• _SUPPLIED PASSAGE_:
While there is plenty of blame to go around, such as state legislators who have bought into, or rode to electoral victory, the child predator myth that enables them to sleep comfortably knowing that the juvenile, despite his immaturity and still-developing brain, is so evil that his presence in society must be eradicated.

But here’s the rub. If it’s unconstitutional today to categorically impose life on a child because it is cruel and unusual punishment, is there any basis to contend that it wasn’t cruel and unusual for the kid sentenced before the Miller decision?  A day before? A year before? Twenty years before? because that juvenile sentenced way back when may be an adult now, but he was a child when the gavel fell.  And he’s still there, sitting in his life-imprisonment cell, as he has been since he barely had peach fuzz on his cheeks.

Logic dictates that the decision be retroactive, but logic isn’t a driving force in law. The Supreme Court left the question hanging, because they aren’t paid enough to provide fully formed opinions that deal with an issue sufficiently to provide finality.  Some argue that this is only proper, as the court should decide cases modestly, dealing only with the precise issue before the Court and leaving all the loose ends for another day when they are properly prepped, briefed and teed up for decision.

That day could be next year or 50 years from now. The juveniles sitting in prison, of course, aren’t getting any younger waiting for the Supremes to fully address the issue, and changes in personnel, politics and perspective could well mean that the next decision, even if it’s 50 years away, could still leave too many loose ends.  The Supreme Court exists to answer questions. It doesn’t do a very good job of it.

The irony is the countervailing argument, the one that gets in the way of sound reason being applied to make such opinions retroactive, is finality.  Yes, the same finality that the Supremes use to justify their half-assed decision-making.  Reopening every life sentence imposed on a juvenile would expose final judgments to question.  What’s the point of having final judgments if they’re going to be subject to reopening every time the Supreme Court goes and holds something unconstitutional?  Nothing would ever be finally resolved.

Except we could nip this finality fear in the bud if the Supremes would give fully-formed decisions in the first place, saving society from revisiting them over and over. And in this instance, concerns that floodgates would open, evil grown-up former child predators would go wilding on the streets of our nation, mother raping and father raping through our bedrooms, don’t fly. They aren’t getting out tomorrow, and it’s estimated that it involves maybe 2000 prisoners. We have the capability of individually addressing the appropriateness of their sentences. It won’t overwhelm the legal system any more than a busy week In Manhattan.

But the most important reason is that it’s wrong.  The Supreme Court said it’s wrong, that it violates the United States Constitution.  So mistakes were made when all those juveniles were sentenced to life without parole. Institutional concerns, even if they are real, are never more important than abiding the Constitution, and something that’s wrong today was just as wrong yesterday. So fix it.

10 comments on “How Can Wrong Not Be Retroactive?

  1. Marc R

    I’m dealing with Miller v Alabama not being retroactive and the solution now seems to be a statutory rivival of old 1st degree laws that allow for parole at, say, 25 years rather than LWOP or death. The problem is that SCOTUS spends 76 pages discussing sociological studies and not one sentence on whether it should be retroactive.

• _REQUEST_:
Continue the piece on whether the Supreme Court's juvenile life-sentence ruling should be retroactive, starting after its final sentence.

• _PROVIDED MATERIAL_:
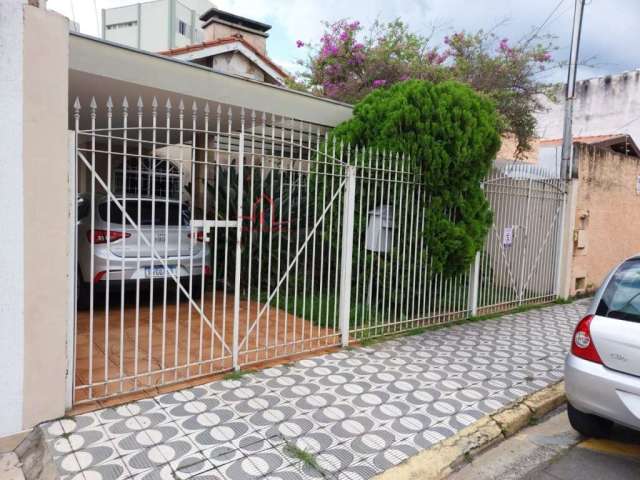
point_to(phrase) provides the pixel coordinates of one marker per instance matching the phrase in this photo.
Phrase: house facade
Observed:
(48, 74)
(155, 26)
---
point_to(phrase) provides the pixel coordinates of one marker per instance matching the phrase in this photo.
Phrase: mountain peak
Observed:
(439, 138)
* * *
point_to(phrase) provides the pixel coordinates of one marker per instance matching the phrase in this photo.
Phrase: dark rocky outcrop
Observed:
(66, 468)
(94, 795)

• _SOLVED EXERCISE_:
    At a recent Miller hearing, the state argued to the judge that it will open the floodgates and burden the courts. We don’t have that many juvenile LWOP cases to flood anything. And if we did, the absurdity of flooding the system being a greater concern than juveniles spending over a decade more in prison on average than an adult LWOP convict is sickening.

    Of course I’ll take the old Florida statute offering a parole possibility at 25 years, but to say a Miller hearing is merely a procedural and not a substantive legal safeguard, flying in the face of Teague, is a convenient lie.

      1. Ultraviolet admin

        As far as I can tell, it seems to be an overreaction to the war on drugs, especially crack. The influx of prisoners destroyed the ability of prisons to actually rehabilitate criminals. At the same time, the moral panic lashed on to harsh sentencing, and was a fertile ground to take on liberal judge as weak on crime. Bird, Reynoso and Grodin were voted off the California Supreme Court in a series of elections in part because of striking down mandatory sentences, as well as their frequent findings of irregularities in death penalty cases. (Being pre-ramparts California, there were many and the number of cases struck for irregularities ends up being the same, but now they happen several years later during Habeas since the those elections).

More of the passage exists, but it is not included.